TEXT TO READ:
+++++

Microsoft does offer Windows Professional 7 licenses with the option for downgrade.
When we called Microsoft’s telephone numbers for volume licenses, they were very coy about telling us what we could expect to pay. I’m sorry I don’t like hidden prices, which can only be revealed after review of your contract. If you have to hide your prices, there’s a scam in there somewhere. Moeover, we were also told that volume licenses would not allow us to do XP downgrades.
Apparently with Windows XP, a license is good regardless of what language you choose to install in the end. In Windows 7, unless you choose ultimate version, you have to keep the computer in the language for which you bought the license.
Which brings up the issue of versions. There are over 8 license versions. Guys, make it a lot easier, please. I.e. Ultimate shouldn’t exists. Starter shouldn’t exist either. Home and professional cover the two usage scenarios. If I buy a license, I should have the right to move it to another computer if I take it off the first computer.
In contrast, with Macs you just install the software. Of course you need the computer, but once you have that you can just copy a working OS from one computer to another.
We spent ten man hours just clarifying what Windows 7 licenses were available and which would work for us.* That’s a good start on explaining why we just don’t want anything more to do with Microsoft.
Go back to selling software, guys in Redmond. Complicated licensing to confuse and shaft customers is no way to do business. You’ve just lost ours.
* Once you are done with the licenses, you still have to configure and troubleshoot your own custom computers, downloading and debugging drives. There are hours to be spent here as well. Enough.
Alec Kinnear
Alec has been helping businesses succeed online since 2000. Alec is an SEM expert with a background in advertising, as a former Head of Television for Grey Moscow and Senior Television Producer for Bates, Saatchi and Saatchi Russia.
Absolutely right. I never understood why there were so many versions of Windows (any edition!) We have now what, Ultimate, Professional, Home, Starter, Media Edition, blah blah blah blah blah. Why the eff does MS make it so complicated? Just make one version or at most two!
Mac OS X comes in one version, or one could argue two versions. There is OS X and then OS X Server. That’s it! No complications.
And I didn’t know that the licenses are only good for a particular language. What the eff? Why is that? Boneheaded-ness like this makes me wish MS would dig itself into oblivion.
The reason that Microsoft is playing this game is that Microsoft has a serious problem it must solve, “How do you get the Windows XP users to upgrade?” Microsoft must do this for two reasons: the XP users constitute 70% of the computer users in the world and Microsoft desperately needs the money for all the botched R&D. Very likely, It hasn’t paid off Vista and Longhorn’s development, yet.

+++++

(Point labeling examples)
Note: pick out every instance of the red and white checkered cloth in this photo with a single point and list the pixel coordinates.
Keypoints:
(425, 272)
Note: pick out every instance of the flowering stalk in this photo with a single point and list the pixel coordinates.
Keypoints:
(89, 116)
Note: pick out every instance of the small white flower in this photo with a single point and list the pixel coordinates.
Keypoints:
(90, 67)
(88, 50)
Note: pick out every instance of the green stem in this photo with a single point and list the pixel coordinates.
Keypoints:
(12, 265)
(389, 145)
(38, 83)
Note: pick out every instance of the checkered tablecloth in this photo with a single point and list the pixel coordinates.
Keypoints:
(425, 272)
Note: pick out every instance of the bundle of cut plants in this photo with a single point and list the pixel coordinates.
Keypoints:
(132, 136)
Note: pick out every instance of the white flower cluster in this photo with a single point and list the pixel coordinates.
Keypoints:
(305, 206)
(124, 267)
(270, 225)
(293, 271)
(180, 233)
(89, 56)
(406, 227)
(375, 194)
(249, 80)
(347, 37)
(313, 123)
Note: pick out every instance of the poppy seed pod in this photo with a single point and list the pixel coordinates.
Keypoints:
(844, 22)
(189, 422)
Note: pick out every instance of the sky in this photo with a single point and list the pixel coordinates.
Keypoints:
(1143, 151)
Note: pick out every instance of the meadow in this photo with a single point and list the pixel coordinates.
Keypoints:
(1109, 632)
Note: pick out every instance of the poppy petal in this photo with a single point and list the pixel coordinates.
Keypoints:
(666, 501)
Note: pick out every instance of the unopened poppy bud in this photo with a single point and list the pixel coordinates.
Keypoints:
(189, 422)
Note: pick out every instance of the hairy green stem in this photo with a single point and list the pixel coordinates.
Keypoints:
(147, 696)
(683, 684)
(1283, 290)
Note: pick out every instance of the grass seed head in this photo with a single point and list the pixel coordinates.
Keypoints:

+++++

ACTIONS TO TAKE:
A. In the text on Windows 7 licensing, how many man hours were spent clarifying which Windows 7 licenses were available and would work?
B. Repeat the passage from the Windows licensing text starting at "And I didn’t" and ending at "Longhorn’s development, yet.".

ANSWERS TO THE TASKS:
A. Ten man hours.

B.
And I didn’t know that the licenses are only good for a particular language. What the eff? Why is that? Boneheaded-ness like this makes me wish MS would dig itself into oblivion.
The reason that Microsoft is playing this game is that Microsoft has a serious problem it must solve, “How do you get the Windows XP users to upgrade?” Microsoft must do this for two reasons: the XP users constitute 70% of the computer users in the world and Microsoft desperately needs the money for all the botched R&D. Very likely, It hasn’t paid off Vista and Longhorn’s development, yet.